Exercise directions - The entries are to be returned exactly, with images left out.

Exercise input -
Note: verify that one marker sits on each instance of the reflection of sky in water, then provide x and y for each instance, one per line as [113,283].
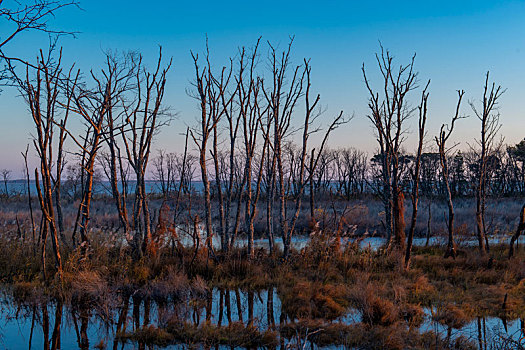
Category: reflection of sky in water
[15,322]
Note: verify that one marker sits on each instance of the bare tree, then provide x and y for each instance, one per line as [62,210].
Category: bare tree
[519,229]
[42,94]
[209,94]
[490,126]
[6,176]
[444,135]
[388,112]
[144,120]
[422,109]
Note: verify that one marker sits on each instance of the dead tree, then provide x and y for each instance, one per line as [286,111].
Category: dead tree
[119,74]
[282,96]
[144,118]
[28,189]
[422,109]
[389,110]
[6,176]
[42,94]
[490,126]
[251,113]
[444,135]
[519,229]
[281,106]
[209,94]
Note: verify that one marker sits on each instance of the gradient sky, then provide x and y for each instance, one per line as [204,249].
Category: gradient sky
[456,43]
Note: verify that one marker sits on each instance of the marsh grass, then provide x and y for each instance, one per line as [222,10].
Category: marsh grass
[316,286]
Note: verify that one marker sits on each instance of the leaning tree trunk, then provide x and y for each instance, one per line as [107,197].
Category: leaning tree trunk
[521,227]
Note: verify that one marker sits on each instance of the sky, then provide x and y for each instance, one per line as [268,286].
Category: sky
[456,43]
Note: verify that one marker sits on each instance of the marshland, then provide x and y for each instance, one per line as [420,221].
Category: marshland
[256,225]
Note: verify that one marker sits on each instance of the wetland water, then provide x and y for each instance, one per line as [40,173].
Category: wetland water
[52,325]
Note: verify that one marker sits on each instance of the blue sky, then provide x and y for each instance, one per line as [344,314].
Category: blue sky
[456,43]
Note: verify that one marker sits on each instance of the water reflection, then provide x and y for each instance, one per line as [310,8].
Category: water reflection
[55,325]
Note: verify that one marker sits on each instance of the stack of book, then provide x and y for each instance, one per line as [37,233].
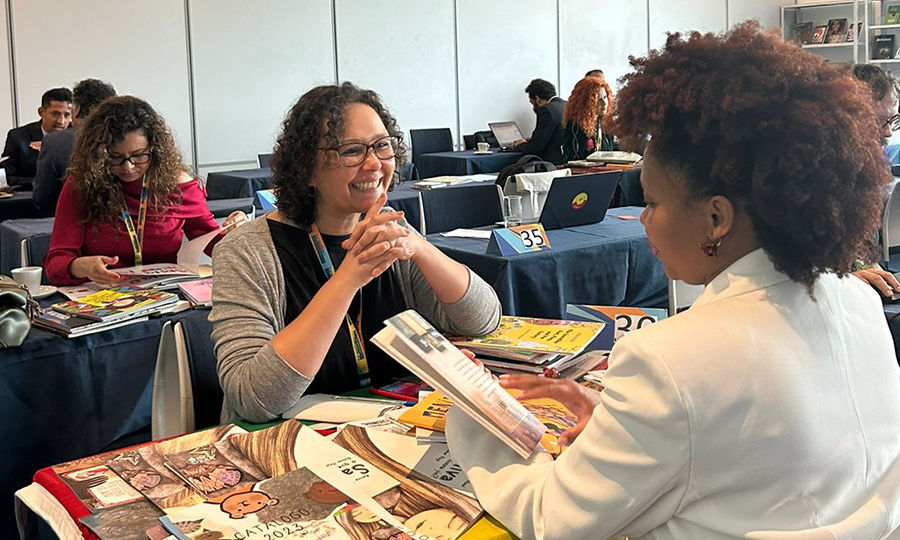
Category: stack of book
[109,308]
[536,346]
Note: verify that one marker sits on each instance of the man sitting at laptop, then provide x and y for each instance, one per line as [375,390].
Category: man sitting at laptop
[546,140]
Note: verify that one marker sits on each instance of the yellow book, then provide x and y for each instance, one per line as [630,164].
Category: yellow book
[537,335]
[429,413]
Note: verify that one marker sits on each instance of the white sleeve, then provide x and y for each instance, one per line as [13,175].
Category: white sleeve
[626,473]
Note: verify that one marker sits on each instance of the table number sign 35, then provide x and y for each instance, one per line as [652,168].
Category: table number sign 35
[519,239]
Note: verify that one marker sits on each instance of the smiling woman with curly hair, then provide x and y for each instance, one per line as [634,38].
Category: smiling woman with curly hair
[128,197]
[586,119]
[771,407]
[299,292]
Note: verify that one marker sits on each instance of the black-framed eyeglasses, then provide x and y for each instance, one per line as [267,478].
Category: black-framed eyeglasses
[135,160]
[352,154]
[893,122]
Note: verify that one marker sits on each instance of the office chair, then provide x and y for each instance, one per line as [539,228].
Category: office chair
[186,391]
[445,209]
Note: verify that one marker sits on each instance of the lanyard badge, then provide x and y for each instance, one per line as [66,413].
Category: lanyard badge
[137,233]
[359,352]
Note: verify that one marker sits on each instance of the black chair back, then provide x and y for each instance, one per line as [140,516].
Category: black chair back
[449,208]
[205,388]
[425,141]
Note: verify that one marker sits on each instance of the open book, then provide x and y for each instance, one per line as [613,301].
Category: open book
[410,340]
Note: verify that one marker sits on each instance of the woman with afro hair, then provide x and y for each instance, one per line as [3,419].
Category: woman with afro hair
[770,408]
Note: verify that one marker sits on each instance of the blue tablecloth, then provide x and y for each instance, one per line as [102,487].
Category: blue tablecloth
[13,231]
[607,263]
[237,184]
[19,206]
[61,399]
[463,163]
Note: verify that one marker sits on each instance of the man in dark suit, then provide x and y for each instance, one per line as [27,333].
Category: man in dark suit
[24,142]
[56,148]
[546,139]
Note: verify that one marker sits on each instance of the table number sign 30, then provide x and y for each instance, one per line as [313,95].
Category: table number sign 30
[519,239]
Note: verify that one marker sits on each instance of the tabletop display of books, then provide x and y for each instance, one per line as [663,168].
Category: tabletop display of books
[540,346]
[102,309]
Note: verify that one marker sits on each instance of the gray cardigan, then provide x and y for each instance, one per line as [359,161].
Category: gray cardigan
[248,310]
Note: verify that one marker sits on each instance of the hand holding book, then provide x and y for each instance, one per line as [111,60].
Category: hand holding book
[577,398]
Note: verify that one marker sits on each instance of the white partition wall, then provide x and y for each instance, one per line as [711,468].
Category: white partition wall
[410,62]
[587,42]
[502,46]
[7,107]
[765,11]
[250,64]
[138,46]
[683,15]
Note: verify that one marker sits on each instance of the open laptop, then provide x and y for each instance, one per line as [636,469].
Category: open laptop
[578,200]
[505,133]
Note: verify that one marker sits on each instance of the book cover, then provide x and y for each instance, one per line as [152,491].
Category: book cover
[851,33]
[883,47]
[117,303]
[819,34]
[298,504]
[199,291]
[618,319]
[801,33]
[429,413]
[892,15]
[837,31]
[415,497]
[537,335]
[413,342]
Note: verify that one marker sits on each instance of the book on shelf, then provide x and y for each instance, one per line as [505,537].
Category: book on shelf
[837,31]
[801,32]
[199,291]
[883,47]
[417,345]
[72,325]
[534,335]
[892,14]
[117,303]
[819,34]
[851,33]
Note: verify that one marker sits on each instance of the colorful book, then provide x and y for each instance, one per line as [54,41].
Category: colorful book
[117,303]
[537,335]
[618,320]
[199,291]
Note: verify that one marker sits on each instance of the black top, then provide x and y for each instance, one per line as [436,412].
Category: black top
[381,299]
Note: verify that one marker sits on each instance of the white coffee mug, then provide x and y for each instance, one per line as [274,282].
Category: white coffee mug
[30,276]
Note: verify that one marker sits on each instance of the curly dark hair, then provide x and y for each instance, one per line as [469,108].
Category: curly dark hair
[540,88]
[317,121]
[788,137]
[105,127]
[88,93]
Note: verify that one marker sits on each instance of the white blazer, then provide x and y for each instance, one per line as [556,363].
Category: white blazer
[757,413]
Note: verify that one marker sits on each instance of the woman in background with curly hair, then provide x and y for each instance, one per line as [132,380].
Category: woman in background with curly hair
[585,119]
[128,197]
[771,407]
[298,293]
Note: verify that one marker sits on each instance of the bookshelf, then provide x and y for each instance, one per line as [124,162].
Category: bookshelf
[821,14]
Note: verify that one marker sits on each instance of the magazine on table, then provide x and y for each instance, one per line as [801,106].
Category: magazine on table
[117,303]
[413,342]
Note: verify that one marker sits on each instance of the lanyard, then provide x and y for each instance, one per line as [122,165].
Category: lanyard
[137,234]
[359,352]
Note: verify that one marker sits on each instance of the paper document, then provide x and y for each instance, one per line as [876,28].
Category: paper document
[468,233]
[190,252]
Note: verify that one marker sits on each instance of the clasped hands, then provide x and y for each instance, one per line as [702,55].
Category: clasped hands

Result of the task -
Note: verify that one marker sits on each instance of the reflection of sky in water, then provide x and y for each instance, one per line as [113,283].
Category: reflection of sky in water
[15,322]
Note: verify that one marker sits on each instance of the bare tree, then provide x and y for each instance, one per line as [62,210].
Category: bare tree
[519,229]
[42,94]
[209,94]
[490,126]
[6,176]
[444,135]
[388,112]
[144,120]
[422,109]
Note: verify that one marker sits on each instance of the dead tree, then provide x and y for each instance, one per line as [286,111].
Category: dead tree
[119,74]
[282,96]
[144,118]
[28,189]
[422,109]
[389,110]
[6,176]
[42,94]
[490,126]
[251,113]
[444,135]
[519,229]
[281,106]
[209,94]
Note: verify that one marker sits on each instance of the gradient sky, then provide x and y for each instance, one per line as [204,249].
Category: gradient sky
[456,43]
Note: verify that one marker sits on each instance of the marsh grass, then provide x and y for each instance, one per line as [222,10].
Category: marsh grass
[316,286]
Note: verify that one marker sits on each instance of the leaning tree trunk, then provide x and y for each instance, one per line as [107,197].
Category: leaning tree trunk
[521,227]
Note: verify that one marker sits on each instance of the sky, then provide x and y for each instance, one per line as [268,286].
Category: sky
[456,43]
Note: verify that one marker sits on each instance of the marshland, then provide x and y for each instance, one per line as [420,221].
Category: marshland
[256,225]
Note: verify that one marker sits on each instance of the wetland water, then provide x and y for each instance, one per line as [40,173].
Category: wetland water
[52,325]
Note: verify that one marker sits on each instance of the blue sky, then provide x and y for each instance, one per line as [344,314].
Category: blue sky
[456,43]
Note: verify that one marker sits on each instance of the water reflection, then provide x and y for each instance, one per line as [310,8].
Category: water reflection
[55,325]
Note: verify that one marker sits on each instance of the stack of book, then provide x and y for each instance, one per line as [37,233].
Category: stack of book
[109,308]
[536,346]
Note: verify that one marker sits on each instance of the man sitting at laptop, then provide x and y for each instance, one per line as [375,390].
Category: man sitting at laptop
[546,140]
Note: verify that one marker sits on each instance of the yellow book, then provide x and y for each instance, one per line as [630,164].
Category: yellow book
[537,335]
[429,413]
Note: verify that one marker sits on each instance of the white sleeve, then provide x and y for each instance, one per line as [13,175].
Category: white sleeve
[626,473]
Note: verify that one marker sits on each instance of the table number sign 35, then provide x and y for each instance, one per line as [652,168].
Category: table number sign 35
[519,239]
Note: verify that one marker sits on each instance of the smiling woman with curly hair, then provide x and y for each instance, one per line as [634,38].
Category: smiling woman with curly hair
[128,197]
[586,119]
[771,407]
[299,292]
Note: verify that one marker sits on each instance of the black-framed eyeglasses, then provide x and y for each instance, one per line as [267,478].
Category: black-framed eyeglasses
[135,160]
[352,154]
[893,122]
Note: verify that one marker sits on each instance of the office chair, then provide x and y for each instance, one per line as [539,228].
Category: office chair
[186,391]
[445,209]
Note: verify that one marker sits on each instance of the lanyard badge, then provide x and y for each instance, one per line as [66,413].
Category: lanyard badge
[137,233]
[359,352]
Note: verify that one marker sits on each instance of the black chair back, then provide x and y for each instance, one per line as [140,516].
Category: black chair back
[449,208]
[205,388]
[425,141]
Note: verify that one marker sits on each instance of the open book, then provide x and y for each instance, one per line as [613,301].
Category: open book
[410,340]
Note: verify that one marker sits on each instance of the woman with afro hair, then provide x and y for each instance, one per line as [3,419].
Category: woman with afro hair
[770,408]
Note: verify that one marker sits on each instance of the blue tablecloth, then provide x and y for each instance, one per line as [102,487].
Category: blue tablecloth
[13,231]
[607,263]
[237,184]
[19,206]
[61,399]
[463,163]
Note: verify that one marker sits on each instance of the man in dark suit, then provide x and y for each instance, one per line as [27,333].
Category: man in dark suit
[24,142]
[56,148]
[546,139]
Note: verify that one marker sits on each instance of the table number sign 30, then provide x and y for each instance, one per line as [313,95].
Category: table number sign 30
[519,239]
Note: verify that one marker sits on each instance of the tabletop display of books, then provide x and y for each instance, one per line as [663,168].
Category: tabletop display of books
[540,346]
[102,309]
Note: verify that one marker sits on each instance of the gray cardigan, then provide x and y for each instance, one per line as [359,161].
Category: gray cardigan
[248,310]
Note: verify that one marker sits on each instance of the hand holding book, then provide x and y for each instance, one per line as [111,60].
Category: hand holding book
[577,398]
Note: verify that one marker sits on each instance of the white partition wall, then provide x and y for each instance, one per line as [711,468].
Category: white partition wall
[410,62]
[587,42]
[502,46]
[7,107]
[765,11]
[250,64]
[138,46]
[683,15]
Note: verify that one marker sits on each instance of the open laptop, then provide x and y for each instance, one per line as [636,469].
Category: open laptop
[578,200]
[505,133]
Note: verify that one marker sits on each instance of the book cover, then provide x and y for each instance, one per line as [152,491].
Category: book cover
[851,33]
[883,47]
[117,303]
[819,34]
[298,504]
[199,291]
[618,319]
[801,33]
[429,413]
[892,15]
[837,31]
[415,497]
[537,335]
[413,342]
Note: verify that one marker sits on each instance of the book on shelf, then provide x and y for each instance, one per line as [505,537].
Category: book on shelf
[837,31]
[801,32]
[199,291]
[883,47]
[417,345]
[72,325]
[534,335]
[892,14]
[117,303]
[819,34]
[851,33]
Note: verify that one marker sits on each instance of the colorful book, then provide x and y for each instance, one per line as [54,41].
Category: colorful book
[117,303]
[537,335]
[618,320]
[199,291]
Note: verify that one marker sits on each instance of the black top, then provide x and y for each instance, one per line as [436,412].
Category: black top
[381,299]
Note: verify that one marker sits on each instance of the white coffee mug, then provide x and y for each instance, one per line as [274,282].
Category: white coffee mug
[30,276]
Note: verify that one marker sits on each instance of the curly dark hair, then provide x and y for each instance, one per line as [469,108].
Category: curly dark hair
[540,88]
[317,121]
[788,137]
[105,127]
[88,93]
Note: verify that one marker sits on each instance of the white blazer, then provide x and y for each instance, one per line as [556,363].
Category: white blazer
[757,413]
Note: verify that one marker sits on each instance of the woman in background with curly hair, then provide x and y for each instance, one per line as [132,380].
Category: woman in background with curly hair
[585,119]
[128,197]
[771,407]
[298,293]
Note: verify that one marker sits on each instance of the bookshelf, then provide x and y for each instance, one per line as [124,162].
Category: bookshelf
[821,14]
Note: verify that one marker sits on each instance of the magazine on table, then provide x and y for each instance, one per line as [801,106].
Category: magazine on table
[117,303]
[413,342]
Note: verify that one marker sits on each instance of the lanyard, then provide x and y for each instance, one per line as [122,165].
Category: lanyard
[137,234]
[359,352]
Note: verify that one marker sits on each instance of the paper document, then provide x and y for each instance, one per line as [876,28].
Category: paper document
[468,233]
[190,252]
Note: verify that one marker sits on each instance of the clasped hands, then provide x and y for each instance, one per line as [702,55].
Category: clasped hands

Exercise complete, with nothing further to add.